*Requirements:*
Extract the text of every entry below exactly; leave images out.

(Location annotation dataset excerpts)
=====

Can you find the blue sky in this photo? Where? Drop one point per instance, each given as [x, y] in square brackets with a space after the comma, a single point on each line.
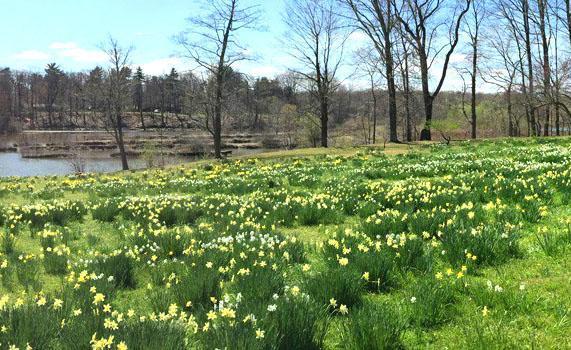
[70, 33]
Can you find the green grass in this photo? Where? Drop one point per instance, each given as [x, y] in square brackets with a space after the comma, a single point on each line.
[390, 233]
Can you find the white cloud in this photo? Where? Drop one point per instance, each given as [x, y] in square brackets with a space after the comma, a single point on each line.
[263, 71]
[163, 66]
[457, 58]
[32, 55]
[83, 55]
[62, 46]
[73, 52]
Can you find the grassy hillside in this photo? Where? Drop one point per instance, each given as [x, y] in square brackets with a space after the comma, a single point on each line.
[426, 246]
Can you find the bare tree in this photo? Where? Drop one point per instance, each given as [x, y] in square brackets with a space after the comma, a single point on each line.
[422, 21]
[375, 18]
[369, 66]
[474, 21]
[316, 37]
[118, 93]
[212, 45]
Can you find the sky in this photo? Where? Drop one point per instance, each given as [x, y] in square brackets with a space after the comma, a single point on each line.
[71, 33]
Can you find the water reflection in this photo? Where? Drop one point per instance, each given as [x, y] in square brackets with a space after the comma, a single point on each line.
[12, 164]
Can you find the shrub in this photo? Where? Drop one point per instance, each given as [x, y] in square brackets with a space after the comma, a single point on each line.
[376, 325]
[342, 284]
[119, 266]
[299, 323]
[431, 301]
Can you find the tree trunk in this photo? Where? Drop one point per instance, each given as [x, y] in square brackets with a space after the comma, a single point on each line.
[425, 134]
[473, 97]
[121, 142]
[546, 67]
[324, 120]
[529, 54]
[218, 118]
[511, 132]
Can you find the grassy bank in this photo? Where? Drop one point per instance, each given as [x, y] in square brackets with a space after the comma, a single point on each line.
[408, 246]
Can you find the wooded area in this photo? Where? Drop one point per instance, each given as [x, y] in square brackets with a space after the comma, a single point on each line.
[519, 50]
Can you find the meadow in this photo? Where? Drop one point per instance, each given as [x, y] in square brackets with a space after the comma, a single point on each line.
[439, 247]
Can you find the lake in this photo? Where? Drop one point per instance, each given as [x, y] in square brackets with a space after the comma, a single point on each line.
[100, 160]
[12, 164]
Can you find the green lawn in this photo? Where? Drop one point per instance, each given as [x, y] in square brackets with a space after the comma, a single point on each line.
[403, 246]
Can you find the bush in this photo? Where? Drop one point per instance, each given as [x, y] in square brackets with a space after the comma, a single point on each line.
[376, 325]
[431, 301]
[342, 284]
[118, 265]
[300, 323]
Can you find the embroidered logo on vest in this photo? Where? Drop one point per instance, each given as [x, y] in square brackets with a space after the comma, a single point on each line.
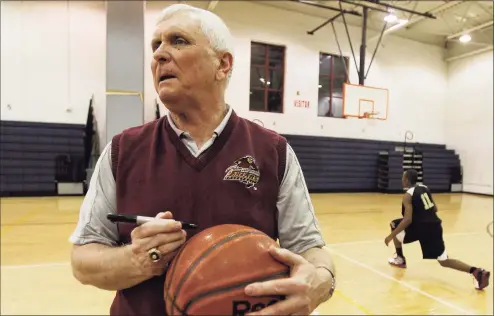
[244, 170]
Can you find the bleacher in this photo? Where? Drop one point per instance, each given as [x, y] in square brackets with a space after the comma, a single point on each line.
[35, 158]
[28, 154]
[357, 165]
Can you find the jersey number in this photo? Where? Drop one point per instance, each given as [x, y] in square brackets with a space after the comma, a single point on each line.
[426, 201]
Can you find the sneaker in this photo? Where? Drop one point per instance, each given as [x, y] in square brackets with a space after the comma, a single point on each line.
[481, 278]
[397, 261]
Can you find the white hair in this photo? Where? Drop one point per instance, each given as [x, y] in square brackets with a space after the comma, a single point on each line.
[211, 25]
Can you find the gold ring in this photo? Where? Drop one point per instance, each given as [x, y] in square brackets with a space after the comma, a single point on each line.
[155, 254]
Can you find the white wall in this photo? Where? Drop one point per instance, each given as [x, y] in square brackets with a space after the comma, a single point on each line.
[469, 119]
[415, 75]
[52, 60]
[53, 56]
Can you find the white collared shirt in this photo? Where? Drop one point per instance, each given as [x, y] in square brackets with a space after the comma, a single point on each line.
[297, 223]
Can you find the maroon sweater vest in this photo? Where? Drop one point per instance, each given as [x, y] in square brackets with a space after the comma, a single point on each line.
[235, 181]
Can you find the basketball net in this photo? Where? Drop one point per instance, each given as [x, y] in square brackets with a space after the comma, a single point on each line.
[370, 117]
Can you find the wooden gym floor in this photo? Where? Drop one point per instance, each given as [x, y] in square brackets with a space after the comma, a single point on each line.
[36, 276]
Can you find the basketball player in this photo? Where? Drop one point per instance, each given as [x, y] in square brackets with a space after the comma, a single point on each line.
[421, 223]
[201, 164]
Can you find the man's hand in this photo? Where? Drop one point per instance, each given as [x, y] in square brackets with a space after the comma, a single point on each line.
[388, 239]
[163, 234]
[301, 290]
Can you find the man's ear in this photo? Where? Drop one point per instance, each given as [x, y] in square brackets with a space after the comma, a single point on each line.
[225, 65]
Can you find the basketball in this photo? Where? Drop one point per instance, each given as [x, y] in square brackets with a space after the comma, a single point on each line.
[209, 273]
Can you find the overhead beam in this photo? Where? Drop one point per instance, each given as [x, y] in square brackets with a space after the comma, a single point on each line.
[416, 19]
[468, 54]
[472, 29]
[322, 6]
[312, 32]
[426, 14]
[365, 6]
[438, 10]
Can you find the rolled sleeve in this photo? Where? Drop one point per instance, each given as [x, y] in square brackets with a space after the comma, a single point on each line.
[297, 223]
[93, 226]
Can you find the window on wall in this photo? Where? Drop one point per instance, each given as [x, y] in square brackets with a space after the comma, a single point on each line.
[267, 78]
[333, 75]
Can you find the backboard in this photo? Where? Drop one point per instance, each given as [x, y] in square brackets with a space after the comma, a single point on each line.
[358, 101]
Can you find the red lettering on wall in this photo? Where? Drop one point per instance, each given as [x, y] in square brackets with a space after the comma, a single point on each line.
[301, 104]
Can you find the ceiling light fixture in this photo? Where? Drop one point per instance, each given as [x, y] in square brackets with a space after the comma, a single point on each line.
[465, 38]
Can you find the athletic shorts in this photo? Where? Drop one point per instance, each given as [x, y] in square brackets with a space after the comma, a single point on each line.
[429, 235]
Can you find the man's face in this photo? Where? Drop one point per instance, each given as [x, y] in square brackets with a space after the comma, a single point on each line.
[183, 61]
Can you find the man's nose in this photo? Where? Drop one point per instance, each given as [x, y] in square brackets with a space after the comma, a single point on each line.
[161, 55]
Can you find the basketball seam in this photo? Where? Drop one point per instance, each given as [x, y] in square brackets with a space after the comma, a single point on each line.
[204, 254]
[167, 286]
[230, 287]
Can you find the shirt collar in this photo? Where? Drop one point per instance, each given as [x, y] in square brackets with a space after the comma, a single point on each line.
[216, 132]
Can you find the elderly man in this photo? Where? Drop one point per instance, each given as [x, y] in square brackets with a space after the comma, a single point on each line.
[174, 169]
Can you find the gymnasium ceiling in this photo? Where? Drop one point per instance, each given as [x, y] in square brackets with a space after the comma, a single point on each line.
[453, 19]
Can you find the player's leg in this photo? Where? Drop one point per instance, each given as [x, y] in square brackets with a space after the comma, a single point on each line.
[433, 245]
[399, 260]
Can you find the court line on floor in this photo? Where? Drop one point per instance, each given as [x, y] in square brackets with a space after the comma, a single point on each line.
[354, 303]
[372, 241]
[413, 288]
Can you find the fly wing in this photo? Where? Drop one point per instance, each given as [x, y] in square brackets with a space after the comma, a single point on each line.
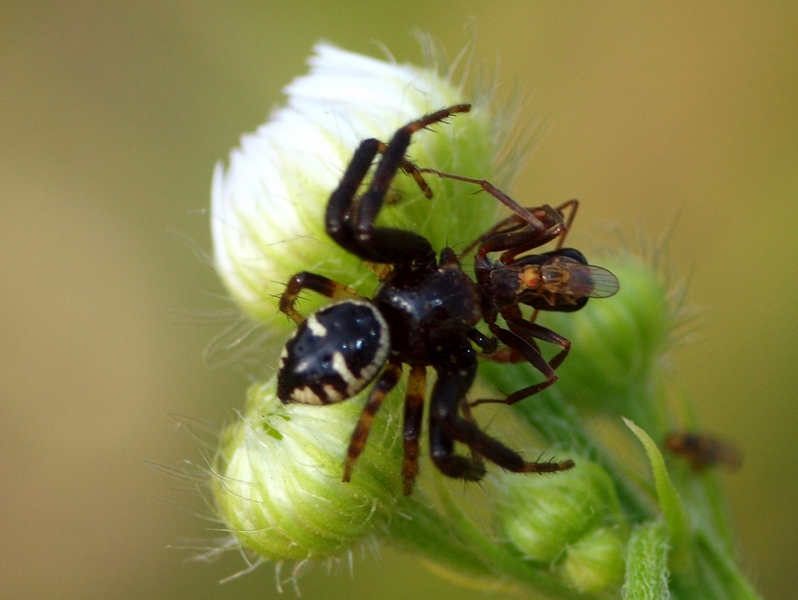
[589, 281]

=====

*Answer to the task:*
Can you find the blue sky in this photo? Where? Drop one point per instance, each given as [x, y] in square brackets with a space after the comma, a single point on each line.
[70, 33]
Can you find the green grass in this photo? Where? Drop one point per instance, each given as [x, y] in square brackets with a space after the comma, a single point on each line.
[390, 233]
Can you find the white cloud in this photo? Where? Drop one point per instance, each given as [x, y] in square brackets with a space after the comma, a single point on each line.
[263, 71]
[163, 66]
[457, 58]
[32, 55]
[83, 55]
[62, 46]
[73, 52]
Can you find the grassy hillside in this photo? Where? Drop one point per instance, each given as [x, y] in square brackets with a space after the comma, a single point on each line.
[426, 246]
Can you find the bare tree in this photo? Where? Drop one point per instance, each given as [x, y] in square brackets with a space after the comma, a single point on each line.
[422, 21]
[375, 18]
[369, 66]
[474, 21]
[316, 37]
[118, 93]
[212, 45]
Can you find the sky in this photo? Where? Drop one point per instance, each given as [x, y] in square brackets with a space after the comma, a single point on each line.
[71, 33]
Can you find the water reflection in this photo? Where? Drop one point per instance, each given as [x, y] in square brackets with a space after the comma, a single point on each line.
[12, 164]
Can you find the shrub in this photo? Where? Drop one point per instance, each given as [x, y] in square brackets with a space after the comma, a single point on each line.
[376, 325]
[342, 284]
[119, 266]
[299, 323]
[431, 301]
Can you find the tree trunk in this photo? Where? Drop one point per instance, each given as [x, y] in square brackets with a space after the comma, a single point on each line.
[425, 134]
[473, 97]
[121, 142]
[546, 67]
[324, 120]
[529, 54]
[218, 118]
[511, 132]
Can you find the grassy bank in this photo? Where? Drop one point per instance, each given as [x, y] in square brackets with a space after the comma, a single point on each line.
[408, 246]
Can you find the wooded area in this photo? Where? Drop one point per instance, each given as [x, y] in square brackets with a space after the comma, a single point on each line.
[519, 50]
Can you find the meadow in this photo? Where? Drop one point per instance, each given as [x, y] in square brackets with a space after the comma, a single point on each line.
[439, 247]
Can you find the lake in this photo? Where? Drop one point per instance, each given as [x, y] in square brackets with a space after the comma, a single point on each line.
[100, 160]
[12, 164]
Can you find the green lawn in this photo? Where? Drop one point per instance, each given as [x, y] in square brackets with a space after the comma, a single point on each line.
[403, 246]
Can you find the bush in this photo? Where? Drop one point per instance, each given as [x, y] in square brackets with a space after the comma, a single point on each line.
[376, 325]
[431, 301]
[342, 284]
[118, 265]
[300, 323]
Can you find the embroidered logo on vest in this photo? Where? Drop one point per instance, each given as [x, y] in square brackets with a space after the comma, a single point on each line.
[244, 170]
Can you find the bleacher in this photo? Where? Drop one point per instance, each given as [x, y] in square brackets with a space after the comma, a single point on each line.
[35, 158]
[28, 154]
[357, 165]
Can you find the jersey number in this photo? Where? Drop one point per instance, each given as [x, y] in square brackets with a space after the comma, a single point on each line.
[426, 201]
Can you find the sneaker in this photo? Where? Drop one point per instance, each given as [x, y] in square brackets with a space after the comma, a single point on each line.
[481, 278]
[397, 261]
Can you find the white hair in this photo? Where? Drop one point per instance, each given as [x, y] in square brackets with a space after the comma, a single point on each line.
[211, 25]
Can you find the gold ring in this photo? Where? Drop one point per instance, each given as [x, y] in square brackets with a space after the comma, a single point on each line.
[155, 254]
Can you find the white wall in this photo? Where? Drop one point per instance, each given as [x, y] in square brackets with a space after the comma, a single point on each line.
[469, 119]
[415, 75]
[52, 60]
[53, 56]
Can you find the white collared shirt in this photo? Where? Drop one point per instance, each given as [x, y] in square brackets with a space after the comma, a single point on each line.
[297, 223]
Can you find the maroon sweater vest in this photo? Where? Drop one point per instance, each given as [x, y] in square brackets with a space after the comma, a single point on each line.
[235, 181]
Can you find the basketball net in this photo? Where? Drop one point per instance, each given as [x, y] in square brackets with a space after the comma, a single point on each line.
[370, 117]
Can you find the wooden gym floor in this photo? Where? Drop one point per instance, each given as [x, y] in square brackets with a space after the comma, a single point on each line.
[36, 276]
Can you find the basketball player in this photo? Where? Drop one point per instance, each given as [x, y] in square brackets with a space after the comma, a single point on each line.
[421, 223]
[201, 164]
Can you find the man's hand in this photo? Where? Drop one point per instance, each given as [x, y] in square brackets with a space after the comma, a single point on each line.
[388, 239]
[163, 234]
[301, 290]
Can you find the man's ear in this photo? Where? Drop one point per instance, each given as [x, y] in square brackets with a space after the comma, a single point on each line.
[225, 65]
Can you find the basketball in this photo? Where? Drop one point per instance, each given as [x, y] in square brackets with a space after the comma, a single point on each line.
[209, 273]
Can you find the overhead beam in this photo? Where? Drop one point per instance, each given as [x, y] in square brackets with a space after the comma, a single point on each line.
[416, 19]
[468, 54]
[472, 29]
[322, 6]
[312, 32]
[426, 14]
[365, 6]
[438, 10]
Can you find the rolled sleeve in this photo? Where? Drop one point per instance, each given as [x, y] in square brackets with a space after the comma, a single point on each line.
[297, 223]
[93, 226]
Can you find the window on wall in this photo? Where? Drop one point per instance, each given as [x, y] in square brackets with a space after the comma, a single point on each line.
[267, 78]
[333, 75]
Can you find the backboard in this photo? Where? Drop one point per instance, each given as [x, y] in square brackets with a space after the comma, a single point on each line.
[358, 101]
Can you find the red lettering on wall in this photo? Where? Drop one point per instance, each given as [x, y] in square brackets with a space after the comma, a single point on each line.
[301, 104]
Can you find the ceiling light fixture in this photo? Where? Drop one point per instance, each given as [x, y] in square brackets with a space after the comma, a single point on each line.
[465, 38]
Can you find the athletic shorts in this photo? Where? Drop one point per instance, each given as [x, y] in square brackets with a space after the comma, a single point on each line.
[429, 235]
Can you find the man's face in this photo? Where? Drop one point per instance, each given as [x, y] in square brackets with a space after the comma, a single point on each line.
[183, 61]
Can you find the man's nose in this photo? Where? Drop one point per instance, each given as [x, y] in square brackets with a space after the comma, a single point on each line.
[161, 55]
Can you find the basketball seam in this photo? Where? Drop one point per instance, each given as [x, y] in square brackets with a space after the comma, a single point on each line.
[204, 254]
[167, 286]
[230, 287]
Can you find the shirt collar in this photo? Where? Drop one point per instance, each given as [x, y] in square brackets with a space after the comma, a single point on each line.
[216, 132]
Can you find the elderly man in this photo? Where? Drop one point per instance, each given as [x, y] in square brackets with a space after the comma, a single point on each line.
[174, 169]
Can you find the gymnasium ceiling in this photo? Where? Drop one point per instance, each given as [x, y] in square brackets with a space after the comma, a single point on each line.
[453, 19]
Can you find the player's leg in this photo? Where? Drop one point per instance, each given as [x, y] in square brackets with a space after the comma, a single point on each line.
[433, 245]
[399, 260]
Can you find the court line on floor in this photo? Where? Drop one point per instance, each given as [x, y] in square brackets with a space after the comma, a single point on each line.
[354, 303]
[372, 241]
[413, 288]
Can you find the fly wing in this photo? Where? Drop one point per instance, each given as [x, y] in square brackets with a space after the comma, a single point on each line.
[589, 281]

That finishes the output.